Challenge A
From the forum thread below, set down word for word the passage starting at "I agree, redheads" and ending at "in their attractiveness.".

## START Source extract

# None BHM crushes?



## kinkykitten (Nov 13, 2013)

I'm a fully fledged FFA but I have a 'crush' on eleven kind.... Legolas and Thandruil! So do you have any weird non BHM preferences?


----------



## Hozay J Garseeya (Nov 13, 2013)

kinkykitten said:


> I'm a fully fledged FFA but I have a 'crush' on eleven kind.... Legolas and Thandruil! So do you have any weird non BHM preferences?



I really like non-BHM redheads.


----------



## Lil BigginZ (Nov 13, 2013)

I usually like chubby/bigger girls, but for some reason Bridget the Midget does crazy things to me. lol :wubu:


----------



## Sasquatch! (Nov 13, 2013)

Lil BigginZ said:


> I usually like chubby/bigger girls, but for some reason Bridget the Midget does crazy things to me. lol :wubu:



Some small women are really hot, aye.


----------



## fat hiker (Nov 13, 2013)

Hozay J Garseeya said:


> I really like non-BHM redheads.



I agree, redheads are very cool, "B" or not "B".


----------



## loopytheone (Nov 14, 2013)

I am a FFA and I can appreciate the sort of eleven look as well! Tom Hiddleston when he is playing Loki is pretty as well, I like the pale skin, dark hair look. 

One guy that I had a liking for in real life was tall, extremely skinny and very blond, the opposite of what I usually go for physically. I think that personality and the way a person presents and carries themselves has a bit factor in their attractiveness.


----------



## ODFFA (Nov 14, 2013)

I love boyish faces that have a bit of a.... tranquil? look to them. Some examples would be Edward Norton, Leonardo DiCaprio, Michael Bublé and Joseph Gordon-Levitt......sometimes.

## END Source extract
## START Data listing

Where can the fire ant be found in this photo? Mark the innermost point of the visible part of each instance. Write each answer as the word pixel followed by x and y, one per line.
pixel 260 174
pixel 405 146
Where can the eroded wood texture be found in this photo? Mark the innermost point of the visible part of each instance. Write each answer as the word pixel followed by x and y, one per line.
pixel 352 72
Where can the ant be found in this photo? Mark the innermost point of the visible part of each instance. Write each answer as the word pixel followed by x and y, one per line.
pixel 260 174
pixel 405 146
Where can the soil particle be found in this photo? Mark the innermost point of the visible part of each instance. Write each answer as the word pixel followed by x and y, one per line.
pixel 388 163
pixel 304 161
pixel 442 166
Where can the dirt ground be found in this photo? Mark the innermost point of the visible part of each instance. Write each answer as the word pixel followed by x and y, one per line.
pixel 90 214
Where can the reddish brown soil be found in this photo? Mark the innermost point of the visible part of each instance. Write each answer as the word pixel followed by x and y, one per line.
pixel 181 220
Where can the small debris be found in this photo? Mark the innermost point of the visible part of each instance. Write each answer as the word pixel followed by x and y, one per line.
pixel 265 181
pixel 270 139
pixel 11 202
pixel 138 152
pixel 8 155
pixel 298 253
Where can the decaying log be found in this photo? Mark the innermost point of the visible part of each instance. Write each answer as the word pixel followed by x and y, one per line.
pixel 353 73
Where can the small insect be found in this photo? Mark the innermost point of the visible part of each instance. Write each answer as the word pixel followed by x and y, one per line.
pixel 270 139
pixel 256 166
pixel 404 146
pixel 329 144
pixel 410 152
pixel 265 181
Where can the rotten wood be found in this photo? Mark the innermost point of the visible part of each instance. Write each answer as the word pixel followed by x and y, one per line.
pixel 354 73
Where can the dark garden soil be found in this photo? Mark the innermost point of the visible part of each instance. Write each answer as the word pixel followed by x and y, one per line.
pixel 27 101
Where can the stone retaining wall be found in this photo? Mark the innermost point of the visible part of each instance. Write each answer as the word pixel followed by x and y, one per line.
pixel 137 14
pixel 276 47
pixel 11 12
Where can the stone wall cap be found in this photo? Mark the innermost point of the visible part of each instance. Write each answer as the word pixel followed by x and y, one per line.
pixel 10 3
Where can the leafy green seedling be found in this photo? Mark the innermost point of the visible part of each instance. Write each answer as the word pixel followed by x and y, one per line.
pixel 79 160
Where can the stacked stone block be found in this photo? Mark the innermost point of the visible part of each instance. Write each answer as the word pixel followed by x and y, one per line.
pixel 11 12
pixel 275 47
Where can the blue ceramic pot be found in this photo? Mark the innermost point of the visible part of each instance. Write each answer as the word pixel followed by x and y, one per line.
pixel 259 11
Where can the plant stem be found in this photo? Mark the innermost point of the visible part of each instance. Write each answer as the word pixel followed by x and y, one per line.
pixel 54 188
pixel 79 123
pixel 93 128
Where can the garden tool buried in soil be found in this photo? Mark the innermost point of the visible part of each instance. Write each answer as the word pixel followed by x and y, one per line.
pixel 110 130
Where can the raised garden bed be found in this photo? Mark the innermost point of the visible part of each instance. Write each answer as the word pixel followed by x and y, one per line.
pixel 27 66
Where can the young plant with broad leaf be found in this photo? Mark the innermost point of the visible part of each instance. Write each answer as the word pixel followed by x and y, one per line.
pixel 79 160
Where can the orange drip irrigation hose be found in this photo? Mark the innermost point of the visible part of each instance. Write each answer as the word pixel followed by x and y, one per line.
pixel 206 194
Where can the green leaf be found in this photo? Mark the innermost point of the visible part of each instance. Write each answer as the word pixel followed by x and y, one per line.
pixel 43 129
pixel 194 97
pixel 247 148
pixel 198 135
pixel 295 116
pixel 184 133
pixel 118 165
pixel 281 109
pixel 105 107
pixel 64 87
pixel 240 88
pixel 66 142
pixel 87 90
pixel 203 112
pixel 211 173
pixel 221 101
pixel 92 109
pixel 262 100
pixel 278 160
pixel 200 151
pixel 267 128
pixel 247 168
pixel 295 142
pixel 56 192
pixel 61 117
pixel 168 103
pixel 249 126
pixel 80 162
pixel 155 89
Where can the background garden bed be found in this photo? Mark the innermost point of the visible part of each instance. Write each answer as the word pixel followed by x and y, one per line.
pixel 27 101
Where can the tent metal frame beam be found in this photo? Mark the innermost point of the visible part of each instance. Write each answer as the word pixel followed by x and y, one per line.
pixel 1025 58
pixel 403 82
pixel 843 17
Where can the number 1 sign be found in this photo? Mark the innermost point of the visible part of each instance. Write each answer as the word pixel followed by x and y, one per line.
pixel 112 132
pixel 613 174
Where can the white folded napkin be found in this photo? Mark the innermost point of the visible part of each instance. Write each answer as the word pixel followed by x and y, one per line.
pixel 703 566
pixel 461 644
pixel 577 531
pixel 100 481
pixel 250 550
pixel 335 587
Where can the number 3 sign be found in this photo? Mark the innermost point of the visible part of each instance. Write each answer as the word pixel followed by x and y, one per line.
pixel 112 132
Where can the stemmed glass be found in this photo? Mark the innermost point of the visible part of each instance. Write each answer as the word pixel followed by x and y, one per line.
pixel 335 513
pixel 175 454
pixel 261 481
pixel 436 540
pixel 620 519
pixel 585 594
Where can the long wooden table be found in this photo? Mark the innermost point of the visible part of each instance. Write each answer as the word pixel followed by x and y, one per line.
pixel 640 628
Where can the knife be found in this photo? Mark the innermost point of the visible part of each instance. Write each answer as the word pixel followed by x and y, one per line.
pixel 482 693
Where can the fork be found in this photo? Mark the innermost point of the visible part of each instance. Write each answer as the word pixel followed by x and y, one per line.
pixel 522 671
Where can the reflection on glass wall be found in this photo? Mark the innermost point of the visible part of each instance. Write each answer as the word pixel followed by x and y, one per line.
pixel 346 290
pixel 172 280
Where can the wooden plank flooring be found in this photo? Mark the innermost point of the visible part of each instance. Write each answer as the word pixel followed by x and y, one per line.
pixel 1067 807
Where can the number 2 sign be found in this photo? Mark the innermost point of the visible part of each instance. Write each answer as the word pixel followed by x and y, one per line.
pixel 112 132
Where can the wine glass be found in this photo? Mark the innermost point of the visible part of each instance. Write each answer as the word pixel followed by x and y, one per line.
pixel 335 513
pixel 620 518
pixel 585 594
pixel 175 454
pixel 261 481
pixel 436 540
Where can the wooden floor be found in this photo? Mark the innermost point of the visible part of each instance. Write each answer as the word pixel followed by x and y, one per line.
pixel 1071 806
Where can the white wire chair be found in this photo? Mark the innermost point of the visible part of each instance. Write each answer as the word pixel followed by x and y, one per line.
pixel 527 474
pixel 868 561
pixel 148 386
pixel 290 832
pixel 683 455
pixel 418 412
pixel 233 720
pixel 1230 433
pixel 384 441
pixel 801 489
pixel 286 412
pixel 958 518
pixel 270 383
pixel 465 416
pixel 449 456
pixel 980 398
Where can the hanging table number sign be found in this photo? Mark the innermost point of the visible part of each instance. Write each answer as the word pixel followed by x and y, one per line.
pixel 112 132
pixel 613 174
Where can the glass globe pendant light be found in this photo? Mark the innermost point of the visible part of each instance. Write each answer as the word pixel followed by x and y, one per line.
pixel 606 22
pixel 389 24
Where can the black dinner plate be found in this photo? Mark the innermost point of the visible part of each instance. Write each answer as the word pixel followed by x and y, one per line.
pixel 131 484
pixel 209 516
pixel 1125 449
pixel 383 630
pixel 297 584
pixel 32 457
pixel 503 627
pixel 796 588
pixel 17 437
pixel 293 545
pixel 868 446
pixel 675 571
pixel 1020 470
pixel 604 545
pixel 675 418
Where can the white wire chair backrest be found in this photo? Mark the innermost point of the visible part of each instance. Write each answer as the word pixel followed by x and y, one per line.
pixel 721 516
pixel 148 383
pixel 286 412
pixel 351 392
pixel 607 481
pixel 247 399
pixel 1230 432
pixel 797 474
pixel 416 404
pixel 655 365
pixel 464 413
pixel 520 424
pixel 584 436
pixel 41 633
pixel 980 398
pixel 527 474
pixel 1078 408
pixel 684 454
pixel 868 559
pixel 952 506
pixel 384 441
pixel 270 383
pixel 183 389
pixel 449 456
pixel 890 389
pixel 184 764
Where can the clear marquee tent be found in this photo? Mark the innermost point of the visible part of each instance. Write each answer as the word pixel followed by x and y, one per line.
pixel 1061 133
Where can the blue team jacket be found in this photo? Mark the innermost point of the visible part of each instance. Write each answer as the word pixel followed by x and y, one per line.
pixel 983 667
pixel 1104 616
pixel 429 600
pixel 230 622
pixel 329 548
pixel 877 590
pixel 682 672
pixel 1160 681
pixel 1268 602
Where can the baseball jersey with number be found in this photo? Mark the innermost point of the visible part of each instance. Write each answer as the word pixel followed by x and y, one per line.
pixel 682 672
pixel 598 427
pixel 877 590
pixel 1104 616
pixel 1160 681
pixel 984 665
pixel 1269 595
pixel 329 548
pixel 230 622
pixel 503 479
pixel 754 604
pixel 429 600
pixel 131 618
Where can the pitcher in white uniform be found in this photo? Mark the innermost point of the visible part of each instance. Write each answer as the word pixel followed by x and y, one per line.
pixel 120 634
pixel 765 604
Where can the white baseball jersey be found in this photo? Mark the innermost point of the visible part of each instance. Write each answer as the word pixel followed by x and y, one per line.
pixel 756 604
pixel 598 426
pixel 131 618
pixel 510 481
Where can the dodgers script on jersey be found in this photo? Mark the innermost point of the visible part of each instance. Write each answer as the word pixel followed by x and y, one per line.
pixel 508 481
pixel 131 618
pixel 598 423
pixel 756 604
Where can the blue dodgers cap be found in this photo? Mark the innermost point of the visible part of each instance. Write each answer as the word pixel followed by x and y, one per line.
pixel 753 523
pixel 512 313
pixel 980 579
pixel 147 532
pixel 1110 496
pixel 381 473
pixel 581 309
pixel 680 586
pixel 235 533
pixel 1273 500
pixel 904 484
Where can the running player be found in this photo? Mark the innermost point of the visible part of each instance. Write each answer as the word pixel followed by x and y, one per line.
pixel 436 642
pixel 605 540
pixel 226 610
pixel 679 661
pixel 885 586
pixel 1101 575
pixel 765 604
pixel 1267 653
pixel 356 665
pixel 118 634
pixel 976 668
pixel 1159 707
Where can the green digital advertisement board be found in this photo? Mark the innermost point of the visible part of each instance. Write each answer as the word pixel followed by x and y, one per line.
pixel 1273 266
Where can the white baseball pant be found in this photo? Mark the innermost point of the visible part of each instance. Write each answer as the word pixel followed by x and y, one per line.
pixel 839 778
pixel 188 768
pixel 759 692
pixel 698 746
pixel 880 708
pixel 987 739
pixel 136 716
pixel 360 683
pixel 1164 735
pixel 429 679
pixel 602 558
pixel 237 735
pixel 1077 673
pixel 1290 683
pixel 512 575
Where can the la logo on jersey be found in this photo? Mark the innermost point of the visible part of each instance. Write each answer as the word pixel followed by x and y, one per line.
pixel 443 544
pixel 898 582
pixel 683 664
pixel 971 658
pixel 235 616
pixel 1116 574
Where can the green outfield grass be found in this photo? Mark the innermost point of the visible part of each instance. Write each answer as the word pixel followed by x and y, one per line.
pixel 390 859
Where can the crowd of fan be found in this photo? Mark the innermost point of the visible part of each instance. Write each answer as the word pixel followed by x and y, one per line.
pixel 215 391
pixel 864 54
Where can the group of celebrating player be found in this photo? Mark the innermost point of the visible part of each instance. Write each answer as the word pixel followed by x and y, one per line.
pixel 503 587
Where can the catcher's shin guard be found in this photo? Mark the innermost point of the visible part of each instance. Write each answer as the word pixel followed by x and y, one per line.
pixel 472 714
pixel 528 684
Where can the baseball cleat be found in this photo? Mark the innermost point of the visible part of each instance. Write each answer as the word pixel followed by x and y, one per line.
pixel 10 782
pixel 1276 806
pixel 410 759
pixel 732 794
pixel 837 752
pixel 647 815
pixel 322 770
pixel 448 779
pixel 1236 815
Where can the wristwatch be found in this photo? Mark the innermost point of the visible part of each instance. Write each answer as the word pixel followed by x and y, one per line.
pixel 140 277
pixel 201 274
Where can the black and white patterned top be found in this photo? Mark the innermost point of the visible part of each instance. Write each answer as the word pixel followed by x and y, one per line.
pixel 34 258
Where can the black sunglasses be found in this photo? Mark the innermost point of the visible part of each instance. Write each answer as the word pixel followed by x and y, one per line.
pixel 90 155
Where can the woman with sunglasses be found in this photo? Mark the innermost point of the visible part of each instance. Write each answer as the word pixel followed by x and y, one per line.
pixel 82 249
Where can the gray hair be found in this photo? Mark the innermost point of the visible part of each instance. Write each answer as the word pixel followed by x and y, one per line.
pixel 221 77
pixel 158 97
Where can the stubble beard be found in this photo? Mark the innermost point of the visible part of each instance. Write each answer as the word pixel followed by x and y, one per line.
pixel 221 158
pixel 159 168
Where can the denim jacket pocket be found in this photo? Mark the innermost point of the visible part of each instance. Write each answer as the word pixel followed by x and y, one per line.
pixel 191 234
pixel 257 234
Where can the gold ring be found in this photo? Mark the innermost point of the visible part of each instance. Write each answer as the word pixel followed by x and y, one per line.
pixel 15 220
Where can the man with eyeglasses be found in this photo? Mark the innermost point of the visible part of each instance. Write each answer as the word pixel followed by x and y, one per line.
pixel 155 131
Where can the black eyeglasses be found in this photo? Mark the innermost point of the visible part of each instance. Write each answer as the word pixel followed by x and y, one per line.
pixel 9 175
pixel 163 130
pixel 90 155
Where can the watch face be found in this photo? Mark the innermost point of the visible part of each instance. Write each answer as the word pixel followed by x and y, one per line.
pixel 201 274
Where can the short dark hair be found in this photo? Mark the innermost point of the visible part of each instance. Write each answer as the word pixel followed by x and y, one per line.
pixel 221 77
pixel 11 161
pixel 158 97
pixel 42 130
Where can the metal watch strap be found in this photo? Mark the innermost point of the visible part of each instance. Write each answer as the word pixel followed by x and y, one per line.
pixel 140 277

## END Data listing

Challenge B
Return each line of the records above that contains the string "tent", treating case as significant.

Response A
I agree, redheads are very cool, "B" or not "B".


----------



## loopytheone (Nov 14, 2013)

I am a FFA and I can appreciate the sort of eleven look as well! Tom Hiddleston when he is playing Loki is pretty as well, I like the pale skin, dark hair look. 

One guy that I had a liking for in real life was tall, extremely skinny and very blond, the opposite of what I usually go for physically. I think that personality and the way a person presents and carries themselves has a bit factor in their attractiveness.

Response B
Where can the tent metal frame beam be found in this photo? Mark the innermost point of the visible part of each instance. Write each answer as the word pixel followed by x and y, one per line.
Where can the clear marquee tent be found in this photo? Mark the innermost point of the visible part of each instance. Write each answer as the word pixel followed by x and y, one per line.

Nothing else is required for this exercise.